● **Vorliegender Text**:
>>>
Von alters her gab es in allen Kulturen Institutionen, die gesellschaftliche Werte beziehungsweise Moral vermittelten: bei den Germanen den Thing, die Versammlung der Ältesten, bei den sogenannten Naturvölkern Medizinmänner und Stammesälteste. Im heutigen Deutschland könnte man noch den Ethikrat der Bundesregierung nennen (allerdings scheinen dessen Debatten und Entscheidungen eher abstrakt und sind für eine individuelle moralische Stilbildung eher ungeeignet). Über alle Zeiten und Zonen hinweg bildete sich allerorten ein in der jeweiligen Gesellschaft gültiger moralischer Kompass heraus, an dem der Einzelne sich orientieren konnte.
Wir erleben eine Erosion moralischer Autoritäten.
In unseren Breiten haben grundsätzlich einige Institutionen das Potenzial, in einer gesellschaftlichen Dimension ethische Richtlinien zu entwickeln und als Standard zu etablieren: die Kirchen, die Familie als Schutz und Stütze, die Politik, Wirtschaftsführer, sogar stilprägende Einzelpersonen. Von allen diesen Institutionen ist heute nicht eine übrig geblieben, die in einer gesellschaftlichen Debatte über Werte oder Phänomene, die alle Menschen betreffen, für den Großteil ebendieser Menschen sprechen könnte. Dies zeigt beispielsweise die Debatte um eine Schrumpfung der sogenannten Volksparteien, die inzwischen von so wenigen Menschen gewählt werden, dass selbst parteiintern die Bezeichnung »Volkspartei« diskutiert wird.
<<<
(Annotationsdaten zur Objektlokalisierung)
>>>
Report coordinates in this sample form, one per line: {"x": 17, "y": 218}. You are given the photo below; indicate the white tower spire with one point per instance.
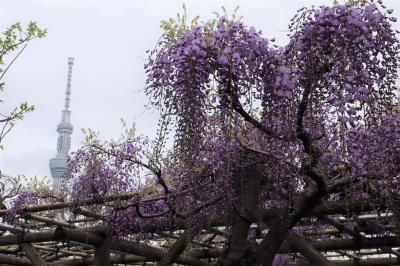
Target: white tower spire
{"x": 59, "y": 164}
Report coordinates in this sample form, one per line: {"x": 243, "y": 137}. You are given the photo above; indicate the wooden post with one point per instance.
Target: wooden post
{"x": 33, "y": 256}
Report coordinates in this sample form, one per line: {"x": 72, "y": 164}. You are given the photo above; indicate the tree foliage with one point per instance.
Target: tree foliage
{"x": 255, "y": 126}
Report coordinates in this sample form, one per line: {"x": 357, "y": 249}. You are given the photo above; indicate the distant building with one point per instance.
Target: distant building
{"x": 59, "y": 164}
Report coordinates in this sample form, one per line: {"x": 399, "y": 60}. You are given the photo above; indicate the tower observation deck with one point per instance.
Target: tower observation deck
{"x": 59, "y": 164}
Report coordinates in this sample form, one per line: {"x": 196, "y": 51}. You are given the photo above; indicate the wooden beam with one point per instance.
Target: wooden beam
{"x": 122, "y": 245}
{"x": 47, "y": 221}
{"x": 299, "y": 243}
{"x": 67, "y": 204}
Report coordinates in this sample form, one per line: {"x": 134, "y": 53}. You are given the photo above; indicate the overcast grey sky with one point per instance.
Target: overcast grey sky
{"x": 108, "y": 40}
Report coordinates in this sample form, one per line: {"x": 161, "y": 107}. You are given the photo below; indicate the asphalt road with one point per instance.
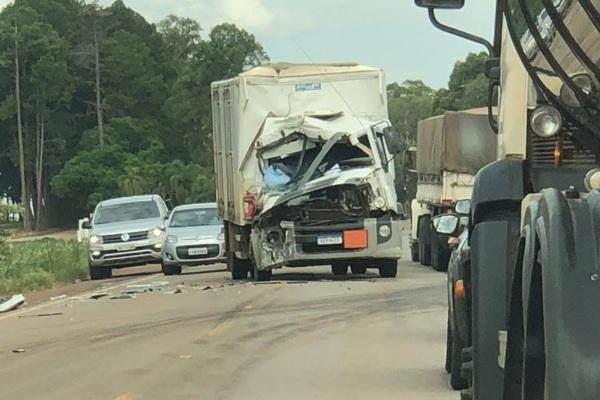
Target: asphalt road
<<<
● **Aufgabenstellung**:
Welche Institution nennt der Text über moralische Autoritäten für das heutige Deutschland?

● **Lösung**:
Den Ethikrat der Bundesregierung.